Johannes wird als der Vorläufer bezeichnet, weil er durch sein treues Zeugnis für die Wahrheit (Joh 5,33) Jesus im Leben und im Tod vorausging. Die Sendung des Johannes ist so eng mit der von Christus verbunden, dass er der einzige Heilige im römischen Kalender ist, dessen Geburt (am 24. Juni) ebenso gefeiert wird wie (am 29. August) sein Tod. Auf diese Weise wird betont, was Jesus selbst sagte, nämlich dass unter den von einer Frau Geborenen kein Größerer aufgetreten ist als Johannes der Täufer (Mt 11,11). Am Tag seines Martyriums bitten wir ihn, uns zu helfen, wie er Vorläufer Jesu zu sein und den anderen zu verkünden, dass es keine größere Freude gibt, als für den Gottessohn zu leben und sogar das Leben hinzugeben.


WENIGE Monate vor seinem Martyrium, kurz nach der Taufe des Herrn, teilte Johannes seinen Jüngern mit, dass seine Mission erfüllt sei: Er muss wachsen, ich aber kleiner werden (Joh 3,30). Für ihn war die Zeit gekommen, beiseite zu treten, damit Jesus ins Zentrum rücken konnte. Johannes sprach mit großer Gelassenheit und erklärte sogar, dass seine Freude vollkommen sei: Diese Freude hat sich nun bei mir vollendet (Joh 3,29). Nun war es so weit, dass die Stimme des Bräutigams erklang (Joh 3,29), der das Reich Gottes verkündete, und Menschen vor dem Sohn Gottes niederknieten.

Wie dem Täufer kann es auch uns passieren, dass Menschen Bewunderung für uns empfinden, weil wir ihnen im Umgang mit Gott Horizonte eröffnen. Das ist begreiflich: Wenn wir ihnen etwas übermitteln, das ihnen hilft, den Weg zum Glück zu finden, ist es nur natürlich, dass sie uns mit Wertschätzung betrachten. Umgekehrt tut es uns gut, uns mit Dankbarkeit an all jene zu erinnern, die uns geholfen haben, unsere ersten Schritte im Glauben zu machen: Eltern, Brüder und Schwestern, Priester, Freunde, Lehrer ...

**Gestellte Aufgaben**:
**1)** Liste alle Bibelstellen auf, die der Text über Johannes den Täufer in Klammern angibt. Nenne jede nur einmal, in der Reihenfolge ihres ersten Auftretens.
**2)** Führe den Text über Johannes den Täufer im Anschluss an seinen letzten Satz weiter.
Die Datensätze stammen aus einer anderen Quelle als der Text über Johannes den Täufer.

**Angezeigte Daten**:
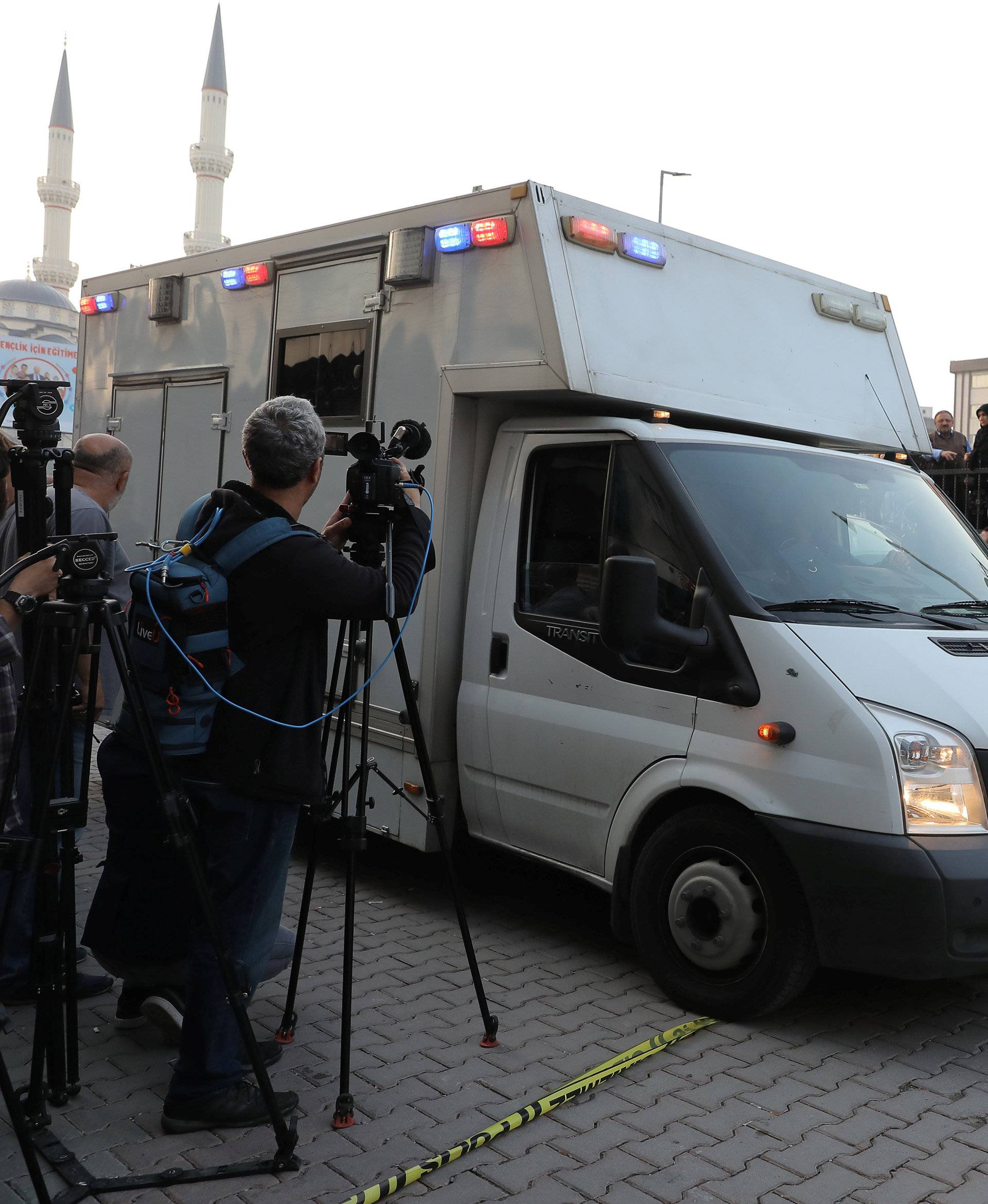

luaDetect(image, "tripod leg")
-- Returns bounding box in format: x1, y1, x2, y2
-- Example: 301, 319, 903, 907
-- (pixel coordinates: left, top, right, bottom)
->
387, 619, 498, 1049
274, 623, 348, 1045
32, 607, 89, 1105
0, 1054, 52, 1204
100, 603, 298, 1170
332, 619, 368, 1128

**Ergebnisse je Aufgabe**:
**1)** Joh 5,33; Mt 11,11; Joh 3,30; Joh 3,29

**2)**
Doch wir sind nicht die Hauptakteure bei der Weitergabe dieses kostbaren Gutes. „Der Herr soll im Vordergrund stehen und Licht sein“2, sagte der heilige Josefmaria. Der Kern unseres Evangelisierungseifers besteht darin, den Namen des Herrn bekannt zu machen. Der Apostel stellt sich nicht selbst in den Mittelpunkt; seine Werke sind zwar wertvoll, aber sekundär. Alles zielt darauf ab, wie der heilige Josefmaria es ausdrückte, „dass unsere Mitmenschen Christus suchen, dass sie Christus finden, dass sie mit Christus Umgang haben, dass sie Christus folgen, dass sie Christus lieben, dass sie bei Christus bleiben“3 Genau das tat Johannes der Täufer, bis seine Anhänger Jesus entdeckten. Auch wenn seine Mission menschlich betrachtet als Misserfolg erscheint – er wurde von den Massen bewundert und kam dann einsam im Gefängnis zu Tode –, war sie in Wirklichkeit ein Triumph. Denn durch seine Arbeit fanden viele Männer und Frauen zu Jesus als dem Messias.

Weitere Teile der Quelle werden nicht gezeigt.